(Things to do)
1. Translate this sentence from the law school finals post into Spanish: "It feels good to be almost done."
2. Continue the post about finishing law school finals, picking up right after its last sentence.

(Quoted passage)
+-------+

I keep hearing people talk about how nice our spring days
are. I do a mental double-take each time because, due to the end of the semester
and the outside temperatures, it feels like summer to me.
The semester isn’t completely over, but nearly so. I took my
two finals last week, which leaves me with one writing assignment and about 20
hours of research to finish. It feels good to be almost done.
My finals were fine. The Religion Clauses test was the most
laid back final I’ve taken in law school. It was only two and a half hours and
it was a subject I enjoy. My Employment Law test was similarly worry-free; it consisted
mostly of short answer questions rather than essays and the time passed
quickly. I couldn’t work myself into much effort to prepare for either one. I
made a short outline for Religion Clauses and I took my Employment Law notes
for a 5½ mile walk around the neighborhood; but besides that, my mind was just
done studying.
Or maybe I’m just not as stressed about finals as I was
before. I’ve finally realized that even if I don’t feel I did well on a final,
the likelihood of actually failing is pretty slim. Maybe my mind has realized it’s
just not worth the worry.
So why did I worry so much before? Maybe it’s just the
nature of law school. Someone described it to me this way: law school makes you
feel small. It makes you feel like you can’t make a difference and you aren’t
big enough to succeed, let alone thrive. It makes you feel like you aren’t living
up to expectations. Law school is rough on self-confidence.
But maybe it’s okay to feel small for while. It brings to mind
Elder Hugh B. Brown’s story of the currant bush (a nice summary of which was
given by Elder D. Todd Christofferson). Maybe feeling small is the Gardner’s
way of letting me know I’m still a work in progress. There are still things to
prune and branches to grow. The fruit will come later; for now, I just need to
keep being a currant bush.
Tidbits:
- One of the foundational cases for the Supreme Court religion clauses doctrine is Wisconsin v. Yoder, commonly abbreviated to Yoder. As we were discussing the development of Supreme Court doctrine in class one day, my professor accidentally suggested that for certain cases, we should “look to Yoda.”

+-------+

(Supplied entries)
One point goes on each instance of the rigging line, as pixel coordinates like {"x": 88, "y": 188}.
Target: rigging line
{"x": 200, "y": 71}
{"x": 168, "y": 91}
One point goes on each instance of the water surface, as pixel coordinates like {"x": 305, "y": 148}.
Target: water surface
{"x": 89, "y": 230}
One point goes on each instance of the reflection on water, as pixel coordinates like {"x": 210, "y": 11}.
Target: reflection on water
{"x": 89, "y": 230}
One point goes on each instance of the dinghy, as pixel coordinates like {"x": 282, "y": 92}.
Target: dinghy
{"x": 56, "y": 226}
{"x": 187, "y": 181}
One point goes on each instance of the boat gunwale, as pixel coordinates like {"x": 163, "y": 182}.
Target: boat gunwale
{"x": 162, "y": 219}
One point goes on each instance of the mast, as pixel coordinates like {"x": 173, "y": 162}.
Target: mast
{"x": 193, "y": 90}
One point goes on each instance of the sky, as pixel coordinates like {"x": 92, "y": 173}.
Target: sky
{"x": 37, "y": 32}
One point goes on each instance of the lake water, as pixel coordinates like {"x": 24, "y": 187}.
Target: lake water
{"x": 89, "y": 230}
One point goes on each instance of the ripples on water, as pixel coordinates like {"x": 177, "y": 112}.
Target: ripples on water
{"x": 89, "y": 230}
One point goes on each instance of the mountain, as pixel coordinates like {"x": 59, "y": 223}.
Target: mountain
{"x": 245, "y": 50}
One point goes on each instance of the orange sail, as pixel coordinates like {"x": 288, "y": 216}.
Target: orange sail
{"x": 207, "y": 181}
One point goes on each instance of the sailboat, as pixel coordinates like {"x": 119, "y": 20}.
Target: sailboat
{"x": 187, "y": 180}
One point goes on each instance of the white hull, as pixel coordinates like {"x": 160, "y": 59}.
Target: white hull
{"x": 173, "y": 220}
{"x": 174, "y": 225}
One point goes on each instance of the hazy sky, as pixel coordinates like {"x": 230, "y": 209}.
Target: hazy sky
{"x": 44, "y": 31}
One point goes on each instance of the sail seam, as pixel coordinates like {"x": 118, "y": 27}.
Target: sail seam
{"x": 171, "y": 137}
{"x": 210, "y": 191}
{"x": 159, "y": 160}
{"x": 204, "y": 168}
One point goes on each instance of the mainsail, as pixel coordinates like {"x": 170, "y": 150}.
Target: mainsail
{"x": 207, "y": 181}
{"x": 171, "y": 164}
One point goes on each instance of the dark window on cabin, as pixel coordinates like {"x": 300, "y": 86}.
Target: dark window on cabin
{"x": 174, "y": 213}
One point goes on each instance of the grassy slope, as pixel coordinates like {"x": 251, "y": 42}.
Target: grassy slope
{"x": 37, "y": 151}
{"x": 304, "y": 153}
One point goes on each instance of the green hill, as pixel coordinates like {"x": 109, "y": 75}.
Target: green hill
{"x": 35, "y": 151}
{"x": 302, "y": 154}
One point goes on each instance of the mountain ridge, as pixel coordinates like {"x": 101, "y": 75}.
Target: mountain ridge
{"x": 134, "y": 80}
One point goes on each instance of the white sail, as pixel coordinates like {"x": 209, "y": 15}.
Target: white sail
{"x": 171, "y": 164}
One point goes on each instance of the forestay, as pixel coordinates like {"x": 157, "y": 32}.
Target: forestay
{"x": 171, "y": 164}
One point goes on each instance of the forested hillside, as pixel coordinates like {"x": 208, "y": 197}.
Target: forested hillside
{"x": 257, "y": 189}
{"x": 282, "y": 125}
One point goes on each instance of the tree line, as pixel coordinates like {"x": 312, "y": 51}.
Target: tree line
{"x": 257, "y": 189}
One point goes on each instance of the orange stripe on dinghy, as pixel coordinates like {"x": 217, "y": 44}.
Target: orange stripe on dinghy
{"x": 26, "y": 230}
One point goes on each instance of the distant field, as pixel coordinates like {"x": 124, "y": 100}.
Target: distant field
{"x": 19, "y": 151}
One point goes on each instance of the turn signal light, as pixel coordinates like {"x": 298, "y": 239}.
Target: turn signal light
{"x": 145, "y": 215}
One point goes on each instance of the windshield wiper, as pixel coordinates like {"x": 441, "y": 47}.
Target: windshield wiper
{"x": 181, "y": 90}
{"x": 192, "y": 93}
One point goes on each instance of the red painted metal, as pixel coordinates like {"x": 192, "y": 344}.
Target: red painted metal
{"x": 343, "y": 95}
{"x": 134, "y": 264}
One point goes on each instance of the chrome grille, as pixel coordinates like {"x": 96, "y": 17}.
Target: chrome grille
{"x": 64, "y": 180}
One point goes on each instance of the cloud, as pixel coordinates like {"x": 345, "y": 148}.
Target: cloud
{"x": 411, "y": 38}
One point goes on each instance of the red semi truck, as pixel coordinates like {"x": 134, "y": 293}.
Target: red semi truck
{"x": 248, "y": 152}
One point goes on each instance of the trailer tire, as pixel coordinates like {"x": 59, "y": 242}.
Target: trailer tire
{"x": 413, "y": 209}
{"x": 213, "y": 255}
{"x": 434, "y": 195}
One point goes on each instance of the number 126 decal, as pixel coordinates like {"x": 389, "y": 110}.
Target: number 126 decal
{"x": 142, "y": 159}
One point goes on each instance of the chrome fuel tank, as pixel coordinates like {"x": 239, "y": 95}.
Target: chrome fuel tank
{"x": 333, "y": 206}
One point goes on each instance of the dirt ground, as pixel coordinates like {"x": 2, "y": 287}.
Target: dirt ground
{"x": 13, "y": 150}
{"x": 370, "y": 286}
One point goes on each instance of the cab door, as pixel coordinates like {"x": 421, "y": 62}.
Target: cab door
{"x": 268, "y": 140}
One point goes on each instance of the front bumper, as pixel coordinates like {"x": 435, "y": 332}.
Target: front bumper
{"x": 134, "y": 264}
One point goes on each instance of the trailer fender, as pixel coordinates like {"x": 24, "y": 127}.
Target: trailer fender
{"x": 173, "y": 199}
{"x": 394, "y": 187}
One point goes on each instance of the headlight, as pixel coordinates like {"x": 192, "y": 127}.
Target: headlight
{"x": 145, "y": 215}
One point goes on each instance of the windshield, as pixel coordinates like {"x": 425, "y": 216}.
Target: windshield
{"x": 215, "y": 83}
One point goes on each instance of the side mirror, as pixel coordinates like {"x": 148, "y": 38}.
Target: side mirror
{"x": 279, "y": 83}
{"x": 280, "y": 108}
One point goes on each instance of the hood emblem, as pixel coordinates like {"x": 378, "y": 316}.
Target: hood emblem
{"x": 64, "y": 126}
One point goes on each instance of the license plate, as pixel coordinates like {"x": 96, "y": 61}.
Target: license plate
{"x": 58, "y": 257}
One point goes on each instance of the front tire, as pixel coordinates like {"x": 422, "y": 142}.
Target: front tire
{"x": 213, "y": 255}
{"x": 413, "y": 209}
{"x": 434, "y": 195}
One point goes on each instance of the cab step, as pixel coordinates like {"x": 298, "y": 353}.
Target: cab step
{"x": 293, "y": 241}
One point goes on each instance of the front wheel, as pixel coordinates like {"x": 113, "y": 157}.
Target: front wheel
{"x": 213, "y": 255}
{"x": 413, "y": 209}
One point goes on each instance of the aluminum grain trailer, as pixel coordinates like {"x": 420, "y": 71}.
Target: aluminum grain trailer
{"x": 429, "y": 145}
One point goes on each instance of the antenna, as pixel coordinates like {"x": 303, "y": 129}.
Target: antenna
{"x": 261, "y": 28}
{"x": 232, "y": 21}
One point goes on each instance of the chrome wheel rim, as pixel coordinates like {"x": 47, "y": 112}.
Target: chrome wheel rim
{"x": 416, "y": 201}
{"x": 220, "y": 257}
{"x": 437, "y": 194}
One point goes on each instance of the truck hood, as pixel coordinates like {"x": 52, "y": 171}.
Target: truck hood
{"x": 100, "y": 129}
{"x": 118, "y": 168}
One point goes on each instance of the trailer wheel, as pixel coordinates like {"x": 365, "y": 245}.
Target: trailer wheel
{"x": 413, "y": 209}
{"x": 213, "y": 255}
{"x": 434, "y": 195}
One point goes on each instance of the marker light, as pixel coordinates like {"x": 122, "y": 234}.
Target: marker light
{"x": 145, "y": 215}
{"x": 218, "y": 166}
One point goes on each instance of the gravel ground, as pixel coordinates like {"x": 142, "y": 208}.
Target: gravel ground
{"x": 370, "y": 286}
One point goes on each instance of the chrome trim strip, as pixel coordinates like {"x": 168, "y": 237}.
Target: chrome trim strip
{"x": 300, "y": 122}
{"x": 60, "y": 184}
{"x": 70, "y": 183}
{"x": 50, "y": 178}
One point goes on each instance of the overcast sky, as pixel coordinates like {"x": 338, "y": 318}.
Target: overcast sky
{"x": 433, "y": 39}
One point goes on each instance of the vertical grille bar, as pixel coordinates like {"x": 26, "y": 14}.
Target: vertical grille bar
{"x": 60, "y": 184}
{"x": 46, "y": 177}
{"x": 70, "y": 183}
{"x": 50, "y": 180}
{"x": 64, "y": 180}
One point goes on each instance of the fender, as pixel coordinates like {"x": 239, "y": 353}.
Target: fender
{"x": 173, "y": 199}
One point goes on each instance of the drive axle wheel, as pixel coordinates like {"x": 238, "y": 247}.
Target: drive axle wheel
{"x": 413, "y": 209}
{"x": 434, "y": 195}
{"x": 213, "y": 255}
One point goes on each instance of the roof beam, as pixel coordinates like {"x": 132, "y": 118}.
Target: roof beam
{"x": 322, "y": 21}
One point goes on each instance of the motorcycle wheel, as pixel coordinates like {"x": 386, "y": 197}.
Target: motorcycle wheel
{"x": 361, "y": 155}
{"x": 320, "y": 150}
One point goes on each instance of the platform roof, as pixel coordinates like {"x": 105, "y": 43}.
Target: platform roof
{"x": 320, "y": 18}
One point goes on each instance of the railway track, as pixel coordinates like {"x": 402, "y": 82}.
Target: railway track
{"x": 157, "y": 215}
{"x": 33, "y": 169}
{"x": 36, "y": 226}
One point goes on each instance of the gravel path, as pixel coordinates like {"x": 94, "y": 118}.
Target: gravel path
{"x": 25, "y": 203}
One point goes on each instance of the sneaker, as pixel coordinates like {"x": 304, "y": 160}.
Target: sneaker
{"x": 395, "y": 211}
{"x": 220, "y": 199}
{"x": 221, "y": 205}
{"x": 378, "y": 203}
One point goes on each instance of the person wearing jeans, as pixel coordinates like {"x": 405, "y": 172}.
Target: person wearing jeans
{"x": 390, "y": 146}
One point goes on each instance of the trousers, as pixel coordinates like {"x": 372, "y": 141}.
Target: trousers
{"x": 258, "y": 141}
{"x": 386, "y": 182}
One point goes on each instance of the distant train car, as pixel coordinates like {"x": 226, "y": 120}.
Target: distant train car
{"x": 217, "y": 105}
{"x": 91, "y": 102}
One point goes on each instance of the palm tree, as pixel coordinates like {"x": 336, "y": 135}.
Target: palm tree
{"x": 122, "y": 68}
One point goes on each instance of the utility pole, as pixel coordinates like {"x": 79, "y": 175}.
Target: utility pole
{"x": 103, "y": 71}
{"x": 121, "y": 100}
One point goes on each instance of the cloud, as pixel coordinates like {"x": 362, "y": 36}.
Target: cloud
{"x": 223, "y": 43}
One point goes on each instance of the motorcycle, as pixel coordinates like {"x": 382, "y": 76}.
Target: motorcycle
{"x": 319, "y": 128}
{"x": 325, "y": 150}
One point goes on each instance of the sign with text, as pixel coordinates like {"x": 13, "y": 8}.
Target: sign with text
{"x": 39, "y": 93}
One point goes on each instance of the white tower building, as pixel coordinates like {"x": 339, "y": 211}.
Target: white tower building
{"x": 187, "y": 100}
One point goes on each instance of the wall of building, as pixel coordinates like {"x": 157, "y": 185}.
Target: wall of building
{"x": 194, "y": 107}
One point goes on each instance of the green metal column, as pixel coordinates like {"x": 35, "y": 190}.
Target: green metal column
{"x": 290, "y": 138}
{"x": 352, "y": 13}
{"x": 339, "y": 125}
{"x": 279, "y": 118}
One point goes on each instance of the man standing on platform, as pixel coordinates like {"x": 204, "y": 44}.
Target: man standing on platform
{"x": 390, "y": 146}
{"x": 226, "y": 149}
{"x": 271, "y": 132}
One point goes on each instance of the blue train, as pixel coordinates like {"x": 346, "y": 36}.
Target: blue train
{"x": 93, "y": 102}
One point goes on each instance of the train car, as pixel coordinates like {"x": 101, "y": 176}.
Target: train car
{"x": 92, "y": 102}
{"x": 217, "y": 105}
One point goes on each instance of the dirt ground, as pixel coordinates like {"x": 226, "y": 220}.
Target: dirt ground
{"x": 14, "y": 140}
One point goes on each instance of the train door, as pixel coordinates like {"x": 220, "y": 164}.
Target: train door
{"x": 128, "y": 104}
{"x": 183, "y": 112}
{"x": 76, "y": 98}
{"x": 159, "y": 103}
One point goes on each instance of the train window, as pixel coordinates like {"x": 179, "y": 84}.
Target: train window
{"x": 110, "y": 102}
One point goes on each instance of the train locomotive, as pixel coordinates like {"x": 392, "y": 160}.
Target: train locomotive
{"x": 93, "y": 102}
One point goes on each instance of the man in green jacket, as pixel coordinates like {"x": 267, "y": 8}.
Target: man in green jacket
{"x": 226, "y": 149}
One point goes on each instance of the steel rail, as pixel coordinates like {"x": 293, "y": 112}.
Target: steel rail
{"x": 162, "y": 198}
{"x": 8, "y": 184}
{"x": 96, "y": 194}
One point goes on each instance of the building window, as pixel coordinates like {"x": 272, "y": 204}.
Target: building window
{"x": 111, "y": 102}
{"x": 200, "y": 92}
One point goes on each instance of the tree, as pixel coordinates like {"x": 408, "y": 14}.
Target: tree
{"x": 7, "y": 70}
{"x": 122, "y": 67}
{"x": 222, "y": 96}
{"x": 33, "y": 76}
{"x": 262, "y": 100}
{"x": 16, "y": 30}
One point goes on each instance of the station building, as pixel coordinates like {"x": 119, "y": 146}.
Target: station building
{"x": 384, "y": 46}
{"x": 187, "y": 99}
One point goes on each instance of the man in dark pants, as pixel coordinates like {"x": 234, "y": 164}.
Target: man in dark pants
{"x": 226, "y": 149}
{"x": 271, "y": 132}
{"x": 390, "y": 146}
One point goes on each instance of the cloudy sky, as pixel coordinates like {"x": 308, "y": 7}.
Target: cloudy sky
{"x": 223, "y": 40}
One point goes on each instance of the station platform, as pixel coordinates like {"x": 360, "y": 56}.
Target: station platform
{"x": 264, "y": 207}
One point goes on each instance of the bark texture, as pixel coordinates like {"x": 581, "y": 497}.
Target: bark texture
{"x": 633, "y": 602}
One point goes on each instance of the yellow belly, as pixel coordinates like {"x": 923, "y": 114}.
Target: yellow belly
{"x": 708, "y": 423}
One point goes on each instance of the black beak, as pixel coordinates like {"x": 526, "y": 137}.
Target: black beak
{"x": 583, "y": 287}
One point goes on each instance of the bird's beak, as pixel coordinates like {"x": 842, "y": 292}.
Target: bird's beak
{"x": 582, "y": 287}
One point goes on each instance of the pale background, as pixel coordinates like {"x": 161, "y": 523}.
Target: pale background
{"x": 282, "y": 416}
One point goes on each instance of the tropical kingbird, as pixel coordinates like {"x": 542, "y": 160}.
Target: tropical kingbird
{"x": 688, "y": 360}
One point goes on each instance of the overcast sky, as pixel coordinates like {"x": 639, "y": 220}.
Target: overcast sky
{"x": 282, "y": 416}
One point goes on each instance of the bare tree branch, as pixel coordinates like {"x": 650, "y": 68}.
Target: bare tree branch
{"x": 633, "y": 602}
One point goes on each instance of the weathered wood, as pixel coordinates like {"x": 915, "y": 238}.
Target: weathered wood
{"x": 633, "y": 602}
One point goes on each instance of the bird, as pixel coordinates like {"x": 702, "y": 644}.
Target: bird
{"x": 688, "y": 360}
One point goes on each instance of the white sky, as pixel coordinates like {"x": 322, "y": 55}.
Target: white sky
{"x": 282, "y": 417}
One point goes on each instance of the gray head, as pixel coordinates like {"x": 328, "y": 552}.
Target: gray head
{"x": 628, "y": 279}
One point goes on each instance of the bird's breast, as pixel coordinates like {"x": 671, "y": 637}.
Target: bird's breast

+-------+

(Expected responses)
1. Se siente bien haber casi terminado.

2.
- Calling on the force for constitutional interpretation isn’t necessarily a bad idea. One opinion I read summarized some of the religion clauses doctrine this way: it’s constitutional, except when it’s not.
- Some of the confusion is because the Supreme Court refuses to be bound by a single analysis in such a sensitive area. One common analysis they use, the Lemon test, is apparently a zombie. Though the justices don’t really like it, they can’t seem to help applying the test on occasion. It keeps cropping up like “some ghoul in a late-night horror movie that repeatedly sits up in its grave and shuffles abroad, after being repeatedly killed and buried” (Justice Scalia, concurring in Lamb’s Chapel v. Center Moriches Union Free School Dist., 508 U.S. 384, 398 (1993)). See? It’s a zombie.
- In Employment Law, we talked about the Family Medical Leave Act (FMLA), which (due to the ease with which employees can take advantage of it) has been called the “Friday and Monday Leave Act.”
- We also talked about a case that is in my professor’s “you can’t make this stuff up” category: it was a case of the Equal Employment Opportunity Commission (EEOC) willfully violating the Fair Labor Standards Act. Not a good idea.
- Then there was the trade secrets act case. To sue regarding a trade secret, an employer has to take reasonable measures to protect the information from disclosure. Apparently in one case, the judge came into court and told the employer he had just Googled the so-called secret information. That case didn’t last very long.